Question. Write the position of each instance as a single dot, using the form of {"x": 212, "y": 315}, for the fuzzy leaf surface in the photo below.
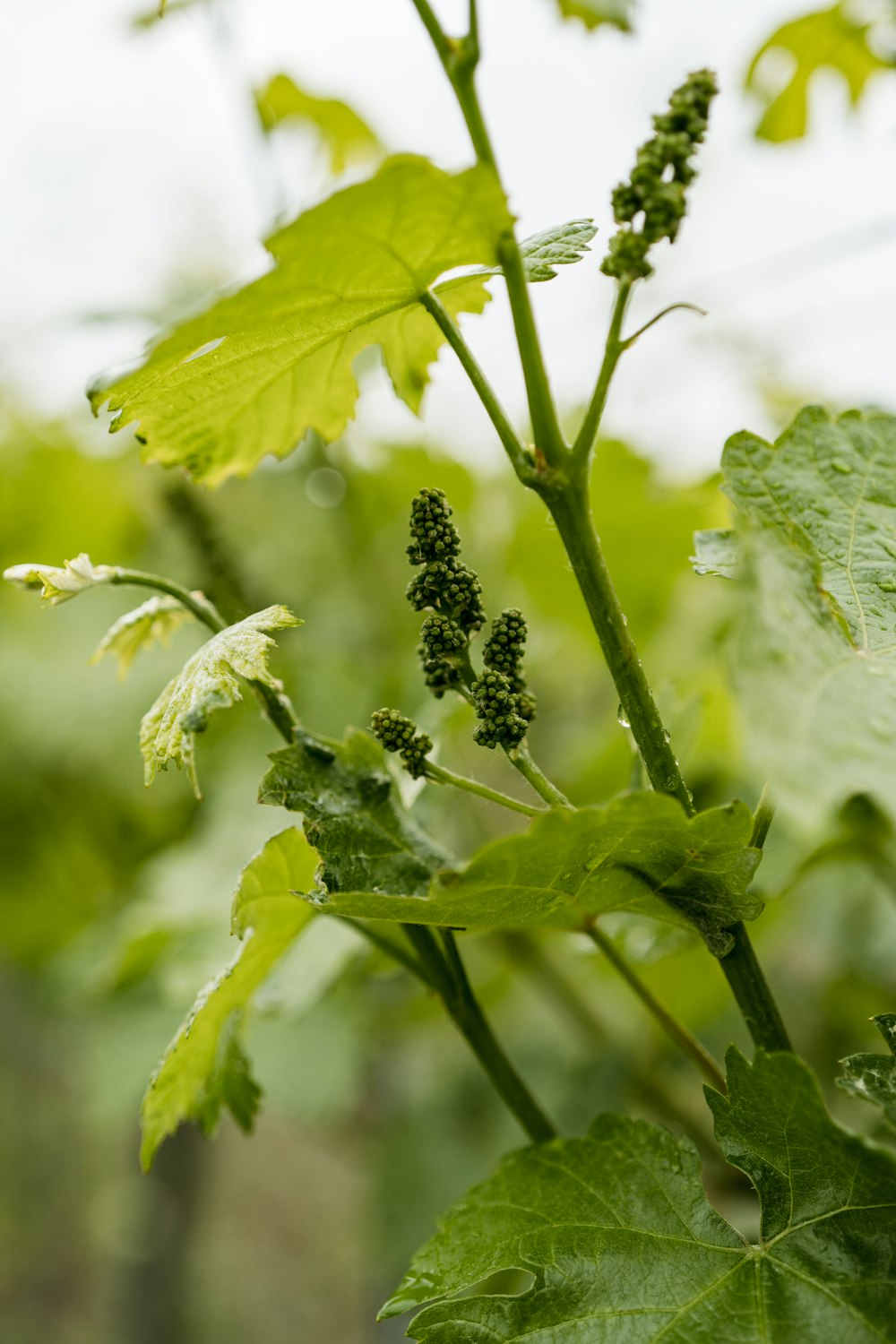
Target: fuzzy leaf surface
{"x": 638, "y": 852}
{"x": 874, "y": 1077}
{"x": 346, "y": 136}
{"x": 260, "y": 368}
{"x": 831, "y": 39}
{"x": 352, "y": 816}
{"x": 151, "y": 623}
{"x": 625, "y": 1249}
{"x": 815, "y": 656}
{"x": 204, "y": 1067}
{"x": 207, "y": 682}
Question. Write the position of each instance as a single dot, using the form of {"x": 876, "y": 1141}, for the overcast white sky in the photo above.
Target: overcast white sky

====================

_Goal of the exercise_
Your copy should match the entries above exactly and contain no pictures.

_Result of the exercise_
Question. Write the position of each instance as a single dot, using the form of {"x": 212, "y": 315}, for the fuzzy leaf surface in the photo below.
Target: fuzzy leaf surface
{"x": 638, "y": 852}
{"x": 874, "y": 1077}
{"x": 346, "y": 136}
{"x": 260, "y": 368}
{"x": 831, "y": 39}
{"x": 352, "y": 816}
{"x": 151, "y": 623}
{"x": 625, "y": 1249}
{"x": 815, "y": 656}
{"x": 204, "y": 1067}
{"x": 207, "y": 682}
Question. Write the position of each instance as a single dot, using the form of {"x": 876, "y": 1141}, for the overcast white sky in the photo above.
Target: overcast white sky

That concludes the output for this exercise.